# [DESAFIO 1]
Responda, com base no trecho, a cada pergunta abaixo:
(a) Quantos anos de regime colonial o Brasil teve?
(b) Em que lugares o trecho situa as populações marginais?
(c) Que período aparece entre parênteses depois da menção às navegações e à exploração colonial do Brasil?
# [DESAFIO 2]
Indique se cada afirmação abaixo está de acordo com o trecho, respondendo sim ou não e citando as palavras do texto que decidem a questão:
(a) O Brasil teve 67 anos de Monarquia.
(b) O Brasil já alcançou o nível das democracias dos países desenvolvidos.
(c) A sociedade deve aceitar a corrupção como algo inevitável.
# [DESAFIO 3]
Transcreva do trecho, sem qualquer alteração, a parte que começa em "Sem falar na" e termina em "não são poucos.", incluindo essas palavras.

O Brasil, como de resto a maioria dos países conhecidos eufemisticamente como “em desenvolvimento”, não conheceu a democracia liberal a não ser episodicamente. Tivemos 308 anos de regime colonial, 22 anos de presença da Corte Real no Rio de Janeiro e 67 anos de Monarquia. Ao todo 397 anos se passaram antes da Proclamação da República. Praticamente 4 séculos. Hoje, 193 anos depois, apesar de muitos progressos e do estabelecimento da democracia formal, ainda estamos longe de emular o nível das democracias estabelecidas nos países desenvolvidos.

Progredimos, eliminamos barreiras, ampliamos a inclusão social. Mas falta muito ainda. As populações marginais nas favelas urbanas, nas caatingas nordestinas, a falta de educação e de saúde, demonstram a insuficiência de nossos esforços.

Sem falar na corrupção, que nos acompanha desde sempre. Martim Afonso de Souza, o grande personagem das navegações e da exploração colonial do Brasil (1530-1533) dizia: “Quem diz que sou cobiçoso, diz a maior verdade do mundo, que eu cobiço dinheiro porque não o tenho e porque não posso servir-vos, nem ser honrado sem ele...” Quinhentos e tantos anos depois ainda somos obrigados a conviver com um tipo de ambição corrupta por parte de muitos de nossos homens públicos. A sociedade não pode aceitar isso como se fosse inevitável. Não é! O conformismo agrava nossos problemas, que já não são poucos.

# [DADOS FORNECIDOS]

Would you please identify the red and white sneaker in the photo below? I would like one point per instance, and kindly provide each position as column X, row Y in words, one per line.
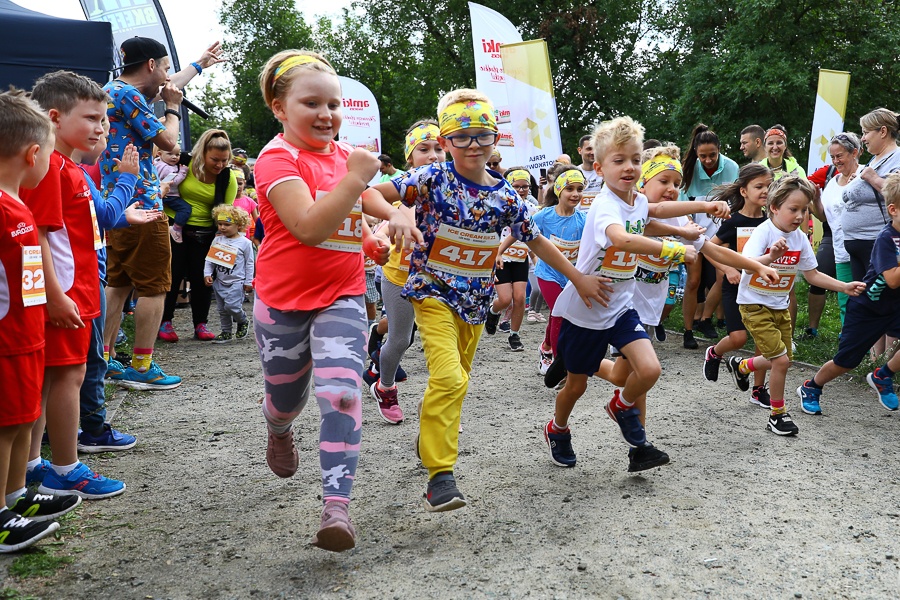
column 167, row 332
column 388, row 407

# [SOLUÇÃO 1]
(a) 308 anos.
(b) Nas favelas urbanas e nas caatingas nordestinas.
(c) 1530-1533.

# [SOLUÇÃO 2]
(a) Sim: "67 anos de Monarquia".
(b) Não: "ainda estamos longe de emular o nível das democracias estabelecidas nos países desenvolvidos".
(c) Não: "A sociedade não pode aceitar isso como se fosse inevitável."

# [SOLUÇÃO 3]
Sem falar na corrupção, que nos acompanha desde sempre. Martim Afonso de Souza, o grande personagem das navegações e da exploração colonial do Brasil (1530-1533) dizia: “Quem diz que sou cobiçoso, diz a maior verdade do mundo, que eu cobiço dinheiro porque não o tenho e porque não posso servir-vos, nem ser honrado sem ele...” Quinhentos e tantos anos depois ainda somos obrigados a conviver com um tipo de ambição corrupta por parte de muitos de nossos homens públicos. A sociedade não pode aceitar isso como se fosse inevitável. Não é! O conformismo agrava nossos problemas, que já não são poucos.